Double Triggers Vs Single Trigger

Dear Technoid,

What is your opinion about single trigger vs double trigger on SXS shotguns? Pros, Cons, resale value, tradition, etc.

Thank You


Dear Lou,

This is a tough one and very much a personal choice. In theory, I prefer the double trigger on any field gun, SxS or O/U. In practice, I’m not so sure.

The theory in favor of the double trigger is the obvious instant selection of choke. Well and good in theory. It’s for sure that I’ve never been able to quickly take the safety off and select a barrel with any Browning, Ruger or Beretta style safety/selector. Remington had an interesting safety/selector on the 3200 that had possibilities, but the gun weighed a ton and no one in their right mind would willingly tote one around at port arms. When I hunt with a single trigger gun and want to quickly get to the tighter choke, I simply fire the first barrel. It’s amazing how often that first barrel with the “wrong” choke downs the bird. Of course, this system isn’t perfect and it is actually slower than the DT because one has to deal with the recoil and barrel flip of the first barrel before you can shoot the second.

> _Problems_:
• a. Edit the passage on shotgun triggers: write out the part that opens with the words containing "Double Triggers Vs" and closes with "not so sure.", putting "hunting gun" in place of "field gun".
• b. Continue the passage on shotgun triggers past its last sentence.

> _Information given_:
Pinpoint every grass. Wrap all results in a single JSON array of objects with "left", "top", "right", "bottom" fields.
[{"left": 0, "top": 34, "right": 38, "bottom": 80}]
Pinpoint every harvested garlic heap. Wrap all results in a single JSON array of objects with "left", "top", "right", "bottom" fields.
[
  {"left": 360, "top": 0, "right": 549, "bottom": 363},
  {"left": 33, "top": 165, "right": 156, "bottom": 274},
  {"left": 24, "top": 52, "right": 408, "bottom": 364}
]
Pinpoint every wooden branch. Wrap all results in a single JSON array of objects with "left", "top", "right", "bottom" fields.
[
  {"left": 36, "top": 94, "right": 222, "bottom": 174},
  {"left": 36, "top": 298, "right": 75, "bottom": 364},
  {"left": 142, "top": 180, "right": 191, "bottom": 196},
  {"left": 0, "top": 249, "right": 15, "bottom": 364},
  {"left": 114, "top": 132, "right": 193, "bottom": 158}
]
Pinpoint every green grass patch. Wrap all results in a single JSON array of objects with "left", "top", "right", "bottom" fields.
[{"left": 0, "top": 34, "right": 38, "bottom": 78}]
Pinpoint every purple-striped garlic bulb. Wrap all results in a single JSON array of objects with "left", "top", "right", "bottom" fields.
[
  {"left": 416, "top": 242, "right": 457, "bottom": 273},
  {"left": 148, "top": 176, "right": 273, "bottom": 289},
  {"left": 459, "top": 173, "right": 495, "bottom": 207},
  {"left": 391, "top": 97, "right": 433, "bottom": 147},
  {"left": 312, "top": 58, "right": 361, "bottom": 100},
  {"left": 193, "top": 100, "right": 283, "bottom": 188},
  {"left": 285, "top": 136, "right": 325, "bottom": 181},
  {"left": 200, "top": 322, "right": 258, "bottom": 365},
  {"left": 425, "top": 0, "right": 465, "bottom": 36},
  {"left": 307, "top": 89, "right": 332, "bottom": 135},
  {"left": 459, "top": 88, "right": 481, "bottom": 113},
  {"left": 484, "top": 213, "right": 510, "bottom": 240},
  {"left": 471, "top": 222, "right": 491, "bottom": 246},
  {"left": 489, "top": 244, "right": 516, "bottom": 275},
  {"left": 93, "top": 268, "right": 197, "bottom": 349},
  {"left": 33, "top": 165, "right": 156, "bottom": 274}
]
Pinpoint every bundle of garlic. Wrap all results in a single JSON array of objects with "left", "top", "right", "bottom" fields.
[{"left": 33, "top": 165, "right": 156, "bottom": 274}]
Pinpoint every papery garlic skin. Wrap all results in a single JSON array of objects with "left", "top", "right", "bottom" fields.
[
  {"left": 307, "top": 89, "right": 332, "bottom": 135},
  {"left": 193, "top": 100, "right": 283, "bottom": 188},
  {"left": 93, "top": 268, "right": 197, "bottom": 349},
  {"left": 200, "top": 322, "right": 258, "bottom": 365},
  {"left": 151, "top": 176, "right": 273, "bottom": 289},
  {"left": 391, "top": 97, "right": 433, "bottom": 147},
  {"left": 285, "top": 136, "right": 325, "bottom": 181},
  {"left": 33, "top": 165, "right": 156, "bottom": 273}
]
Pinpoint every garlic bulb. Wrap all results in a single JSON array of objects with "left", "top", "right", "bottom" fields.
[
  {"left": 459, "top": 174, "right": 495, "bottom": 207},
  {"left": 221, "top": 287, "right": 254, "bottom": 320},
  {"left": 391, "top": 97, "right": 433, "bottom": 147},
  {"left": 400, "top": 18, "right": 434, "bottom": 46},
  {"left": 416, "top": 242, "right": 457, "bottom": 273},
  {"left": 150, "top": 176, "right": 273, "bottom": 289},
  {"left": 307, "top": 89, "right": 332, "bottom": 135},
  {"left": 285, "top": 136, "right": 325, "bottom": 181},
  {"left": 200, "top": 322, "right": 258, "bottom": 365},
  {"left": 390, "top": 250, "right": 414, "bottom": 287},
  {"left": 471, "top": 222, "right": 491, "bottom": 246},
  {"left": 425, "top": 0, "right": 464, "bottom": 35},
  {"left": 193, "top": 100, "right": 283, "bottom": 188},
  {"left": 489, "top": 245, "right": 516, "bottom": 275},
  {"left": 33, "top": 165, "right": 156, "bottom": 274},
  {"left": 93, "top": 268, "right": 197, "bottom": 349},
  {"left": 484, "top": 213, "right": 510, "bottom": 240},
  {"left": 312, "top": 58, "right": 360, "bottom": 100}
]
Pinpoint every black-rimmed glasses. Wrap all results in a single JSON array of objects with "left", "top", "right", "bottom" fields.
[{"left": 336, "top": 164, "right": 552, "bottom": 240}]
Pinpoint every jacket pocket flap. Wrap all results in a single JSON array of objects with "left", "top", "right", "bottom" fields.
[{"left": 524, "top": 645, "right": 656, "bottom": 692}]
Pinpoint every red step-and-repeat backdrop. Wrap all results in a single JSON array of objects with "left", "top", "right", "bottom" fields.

> _Results of the tasks_:
• a.
Double Triggers Vs Single Trigger

Dear Technoid,

What is your opinion about single trigger vs double trigger on SXS shotguns? Pros, Cons, resale value, tradition, etc.

Thank You


Dear Lou,

This is a tough one and very much a personal choice. In theory, I prefer the double trigger on any hunting gun, SxS or O/U. In practice, I’m not so sure.

• b.
If you look at clay target competition guns, you’ll almost never see double triggers. That maybe because competitions universally use a pistol grip to give additional gun control to the right hand. DTs are slightly less comfortable to use with a pistol grip. The more vertical the pistol grip, the less comfortable to use DTs. Very relaxed pistol grips, like the Prince of Wales or Browning Round Knob, work well with DTs.

I think that the main reason you don’t see DTs on competition guns is because there is no need for instant barrel selection. The targets aren’t a surprise. Unlike your typical grouse shot, you know what competition target is coming next, so you can prepare for it before the shot. Of course, the obvious fact that most competition guns are O/Us has something to do with it. The DT is not traditional on a modern O/U.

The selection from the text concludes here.